PROBLEM TO SOLVE: Write out every one of the rows below word for word, but leave the picture out.

Rows from a dataset
- - - -

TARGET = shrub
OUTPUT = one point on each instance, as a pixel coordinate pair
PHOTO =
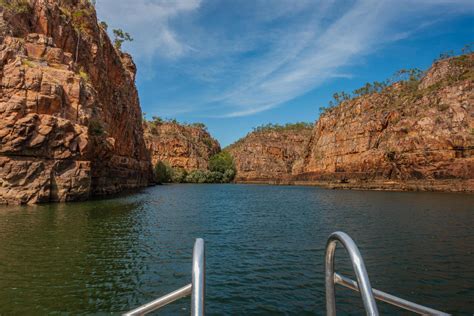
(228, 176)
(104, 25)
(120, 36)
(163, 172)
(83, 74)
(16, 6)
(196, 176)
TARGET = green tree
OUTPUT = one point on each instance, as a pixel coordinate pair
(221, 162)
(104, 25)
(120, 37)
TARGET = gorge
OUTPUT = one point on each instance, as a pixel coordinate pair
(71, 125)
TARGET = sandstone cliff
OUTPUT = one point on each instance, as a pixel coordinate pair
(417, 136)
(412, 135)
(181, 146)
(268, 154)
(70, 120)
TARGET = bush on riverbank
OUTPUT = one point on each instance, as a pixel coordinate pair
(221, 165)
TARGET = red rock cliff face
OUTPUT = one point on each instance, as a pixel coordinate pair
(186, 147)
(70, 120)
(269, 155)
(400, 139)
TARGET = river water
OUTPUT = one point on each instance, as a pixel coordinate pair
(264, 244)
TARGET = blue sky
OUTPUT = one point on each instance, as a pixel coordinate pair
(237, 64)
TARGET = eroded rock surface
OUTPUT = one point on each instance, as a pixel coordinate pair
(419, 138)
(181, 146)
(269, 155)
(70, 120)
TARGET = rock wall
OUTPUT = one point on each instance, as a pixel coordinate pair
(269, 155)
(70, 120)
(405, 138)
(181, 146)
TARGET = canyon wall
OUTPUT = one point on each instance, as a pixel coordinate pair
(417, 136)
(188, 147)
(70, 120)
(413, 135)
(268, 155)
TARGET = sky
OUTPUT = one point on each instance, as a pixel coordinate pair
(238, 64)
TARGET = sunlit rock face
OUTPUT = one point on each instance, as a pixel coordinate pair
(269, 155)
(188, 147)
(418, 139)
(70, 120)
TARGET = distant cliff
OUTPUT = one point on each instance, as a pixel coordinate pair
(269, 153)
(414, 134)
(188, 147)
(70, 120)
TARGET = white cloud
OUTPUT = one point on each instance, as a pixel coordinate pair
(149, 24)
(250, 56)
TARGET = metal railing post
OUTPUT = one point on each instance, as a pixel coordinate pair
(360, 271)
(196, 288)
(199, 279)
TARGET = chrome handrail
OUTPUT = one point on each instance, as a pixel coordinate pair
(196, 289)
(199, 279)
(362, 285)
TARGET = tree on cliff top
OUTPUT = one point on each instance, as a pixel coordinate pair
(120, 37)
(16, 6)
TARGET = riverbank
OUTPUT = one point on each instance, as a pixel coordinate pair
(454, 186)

- - - -

OUTPUT OF THE TASK:
TARGET = shrub
OUTPUT = one point on each instance, as a pixel coordinate pair
PHOTO =
(228, 176)
(104, 25)
(120, 36)
(163, 172)
(83, 74)
(16, 6)
(196, 176)
TARGET = green tree
OUTPUT = one point on each instance, as a pixel coordinate pair
(221, 162)
(104, 25)
(120, 37)
TARGET = gorge
OUTPUT = one point on each instance, as a pixel coordinate pair
(71, 125)
TARGET = sandstone cliff
OUTPUT = one point on each instance, as a pixel coordinate pair
(417, 136)
(412, 135)
(181, 146)
(268, 154)
(70, 120)
TARGET = bush on riverbank
OUTPUT = one point on each instance, as a pixel coordinate pair
(221, 165)
TARGET = red rock cliff face
OUTPUT = one point on each instance, as a pixel coordinate pair
(186, 147)
(70, 120)
(269, 155)
(400, 139)
TARGET = river water
OUTPUT = one point on each instance, as a pixel coordinate pair
(264, 244)
TARGET = blue sky
OUTPUT = one point on each instance, as a pixel coordinate pair
(237, 64)
TARGET = eroded rock surface
OUTPUT = one point on each instance, as a pixel coordinate pair
(419, 138)
(181, 146)
(269, 155)
(70, 120)
TARGET = rock wall
OUTPUT = one point on each instance, as a pixel coordinate pair
(269, 155)
(70, 120)
(405, 138)
(181, 146)
TARGET = canyon wall
OUTPUT = one point on each instance, as a pixel coordinate pair
(417, 136)
(188, 147)
(70, 120)
(413, 135)
(268, 155)
TARGET = sky
OUTPUT = one point on each instance, as a pixel coordinate pair
(238, 64)
TARGET = sunlit rock face
OUTPUT = one point on each instance, as a pixel coordinate pair
(269, 155)
(188, 147)
(418, 139)
(70, 120)
TARGET = distant cliff
OUTPUT = one point on each instance, as a pixel coordinate pair
(269, 153)
(414, 134)
(188, 147)
(70, 120)
TARGET = white cloud
OUTPUT = one point on each instance, as a pixel coordinate pair
(149, 24)
(250, 56)
TARGET = metal railing post
OUTPUT = one point on each instance, as a pixel coordinate pair
(360, 271)
(196, 288)
(199, 279)
TARGET = chrome handrail
OUTPUT = one point on each instance, as a pixel coordinate pair
(196, 289)
(199, 279)
(362, 285)
TARGET = tree on cliff top
OUTPUT = one point on each instance, as a pixel coordinate pair
(120, 37)
(16, 6)
TARGET = riverbank
OUTPUT = one point on each instance, as a pixel coordinate pair
(454, 186)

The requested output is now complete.